Problem requirements ::
Below are the records; copy each line in them that holds the word "instance".

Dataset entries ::
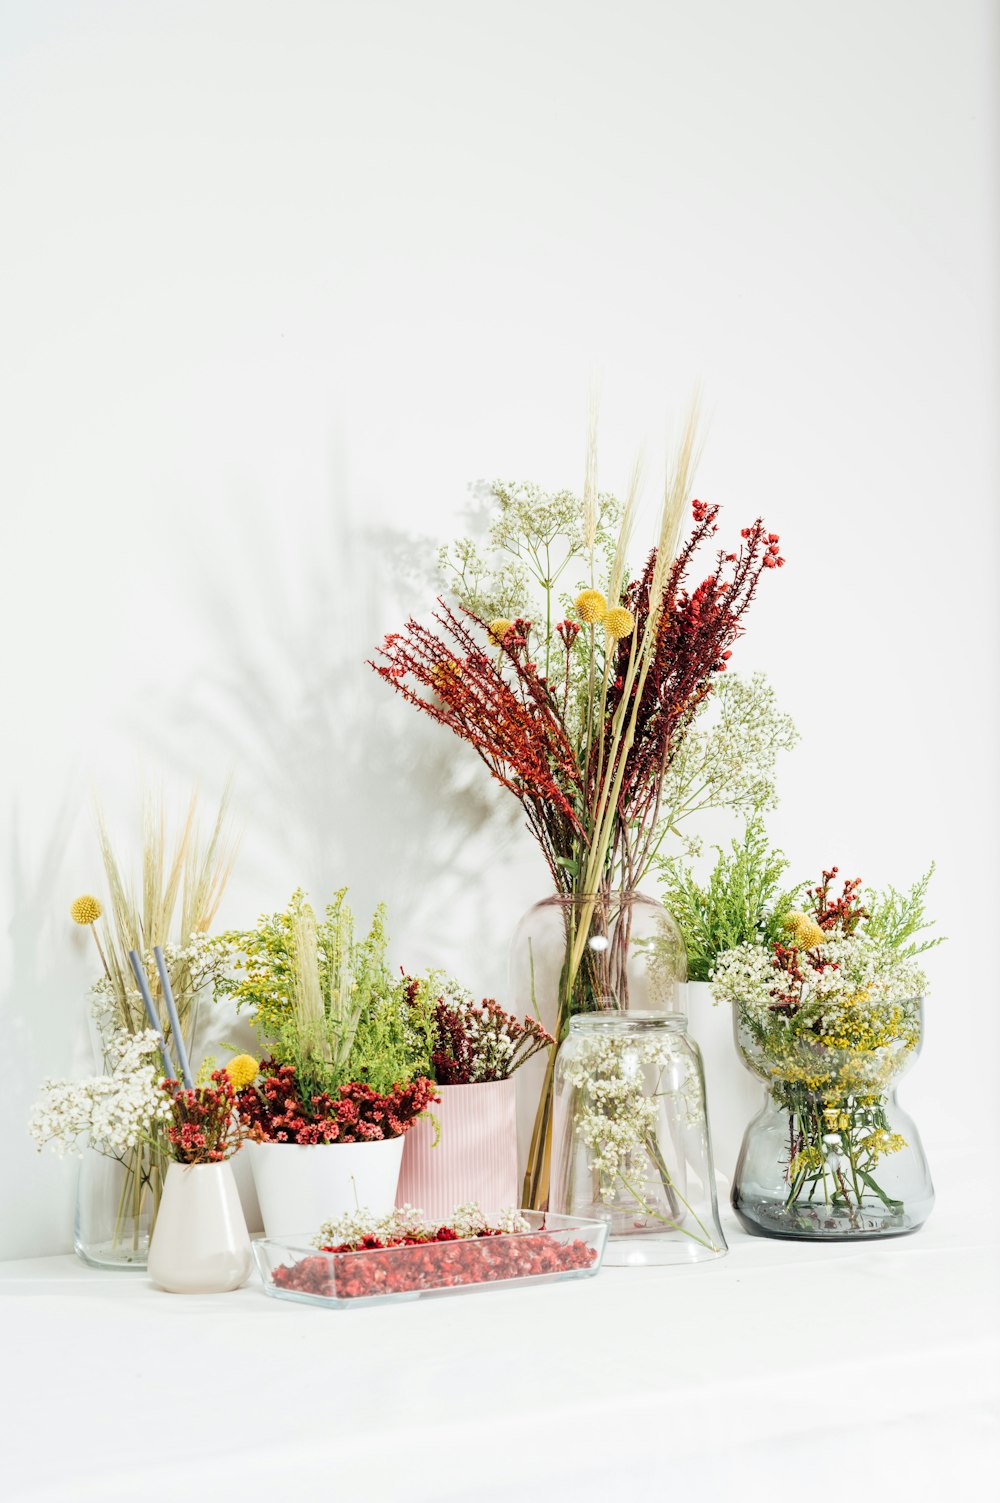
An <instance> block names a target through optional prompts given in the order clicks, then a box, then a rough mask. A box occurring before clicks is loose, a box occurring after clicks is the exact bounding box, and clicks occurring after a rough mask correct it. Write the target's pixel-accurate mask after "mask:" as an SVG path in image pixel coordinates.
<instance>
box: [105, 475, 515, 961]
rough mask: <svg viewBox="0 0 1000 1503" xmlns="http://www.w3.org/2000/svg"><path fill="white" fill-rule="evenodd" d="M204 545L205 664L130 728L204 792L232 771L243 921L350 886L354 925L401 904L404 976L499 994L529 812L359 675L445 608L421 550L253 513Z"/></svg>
mask: <svg viewBox="0 0 1000 1503" xmlns="http://www.w3.org/2000/svg"><path fill="white" fill-rule="evenodd" d="M205 544H206V546H205V547H202V550H200V552H198V565H197V571H195V574H194V576H192V579H191V589H192V597H194V598H192V603H191V619H189V630H191V631H192V633H195V634H197V640H198V643H200V652H202V658H203V663H205V666H203V669H202V672H200V673H198V675H197V678H195V681H194V682H192V684H191V682H185V684H177V685H174V687H173V688H171V690H168V691H167V702H165V703H164V696H162V694H161V693H153V691H152V690H150V691H149V693H147V694H146V696H143V699H141V700H138V702H135V705H137V708H138V711H140V723H138V724H137V726H134V727H132V729H134V732H135V733H137V735H138V736H140V738H141V739H144V741H147V744H149V742H150V727H152V726H155V727H156V745H155V750H156V756H158V759H159V761H168V762H170V764H171V765H173V767H174V770H177V771H179V773H182V774H183V776H185V777H188V779H189V780H191V782H200V780H202V776H203V770H205V768H209V767H211V768H212V770H215V771H217V773H224V771H226V770H227V768H230V767H232V768H233V771H235V777H236V792H238V806H239V810H241V815H242V816H244V819H245V839H244V848H242V851H241V858H239V863H238V881H236V888H238V891H239V894H241V896H242V894H245V891H247V888H248V885H251V884H253V885H251V891H254V893H260V894H262V899H260V900H259V899H257V897H254V899H253V903H254V905H256V906H253V909H251V911H250V912H247V911H241V914H239V915H238V918H236V920H235V921H239V923H248V921H251V920H253V918H254V917H256V914H257V911H259V909H260V908H263V906H265V905H266V903H274V902H277V903H280V905H283V903H284V902H286V900H287V897H289V894H290V891H292V888H293V887H295V885H302V887H305V888H307V891H308V893H310V894H311V896H313V899H314V900H316V902H317V903H319V902H326V900H328V897H329V896H331V894H332V891H334V890H335V888H337V887H341V885H349V887H350V894H352V906H353V908H355V911H356V912H358V914H359V915H365V914H368V912H370V911H371V908H373V906H374V905H376V903H377V902H379V900H383V902H385V903H386V905H388V909H389V933H391V936H392V953H394V956H395V957H397V959H398V960H405V962H406V965H408V968H412V969H421V968H424V966H427V965H442V966H445V968H448V969H453V971H457V972H459V974H462V977H463V978H466V980H468V984H469V986H474V987H475V986H480V987H484V989H490V990H496V989H501V987H502V984H504V977H505V953H507V942H508V936H510V930H511V929H513V923H514V920H516V917H517V911H519V905H517V900H516V899H514V900H513V905H511V911H510V912H507V911H504V905H502V903H501V905H499V911H498V903H496V902H495V894H496V887H495V882H496V873H498V870H502V869H504V866H505V864H507V863H508V861H513V860H517V858H519V852H520V851H523V849H525V848H529V840H528V837H526V836H522V834H519V827H520V812H519V809H517V806H516V804H514V801H513V800H511V798H508V797H505V795H504V792H502V791H501V789H498V788H496V786H495V785H493V783H492V780H490V777H489V774H487V773H486V768H483V767H481V765H480V762H478V759H477V758H475V755H474V753H472V751H471V750H469V748H466V747H460V745H459V744H457V742H456V739H454V736H453V735H451V733H450V732H447V730H445V729H444V727H441V726H436V724H435V723H433V721H430V720H427V718H424V717H421V715H420V714H418V712H417V711H415V709H414V708H412V706H409V705H406V703H405V702H403V700H402V699H398V697H397V696H394V694H392V693H391V691H389V688H388V687H386V685H385V684H383V682H382V681H379V679H377V678H376V676H374V673H373V672H371V670H370V669H368V667H367V666H365V658H368V657H371V655H373V652H374V648H376V645H377V643H379V642H380V640H382V637H383V634H385V631H386V630H391V628H392V627H394V625H398V624H402V621H403V619H405V616H406V615H408V612H409V610H411V609H412V610H415V612H421V613H426V612H427V610H429V607H430V604H432V603H433V595H435V583H433V579H432V559H430V556H429V555H430V550H429V547H427V544H426V543H423V544H421V543H420V540H414V538H409V537H406V535H405V534H403V532H394V534H386V532H385V531H379V532H377V534H374V532H371V531H364V529H359V528H356V526H355V525H353V522H352V519H350V511H349V508H347V507H346V505H338V507H335V508H332V507H331V508H326V513H325V514H323V516H320V517H317V519H310V520H308V522H302V520H290V519H289V517H287V514H281V513H280V511H278V510H277V508H275V507H274V505H266V507H265V505H263V504H262V502H259V500H257V502H250V504H248V502H245V500H242V502H241V511H239V528H238V529H235V531H233V532H230V534H227V535H226V537H224V538H223V537H217V538H212V537H211V535H209V537H208V538H205ZM278 875H280V876H281V878H284V887H280V881H278ZM286 888H287V891H286ZM242 906H244V908H245V903H244V905H242ZM483 956H486V957H487V959H486V963H483V962H481V959H480V957H483ZM469 962H474V966H475V965H480V972H478V975H477V974H474V971H472V972H471V969H469Z"/></svg>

Task response ::
An <instance> block names a target through optional prompts given in the order clicks, then a box, then a rough mask. A box occurring before clicks is loose, a box occurring after clicks is the exact bounding box, and clicks occurring after a rough mask correct it. Write the target's pixel-accurate mask after "mask:" as an SVG path in image pixel coordinates.
<instance>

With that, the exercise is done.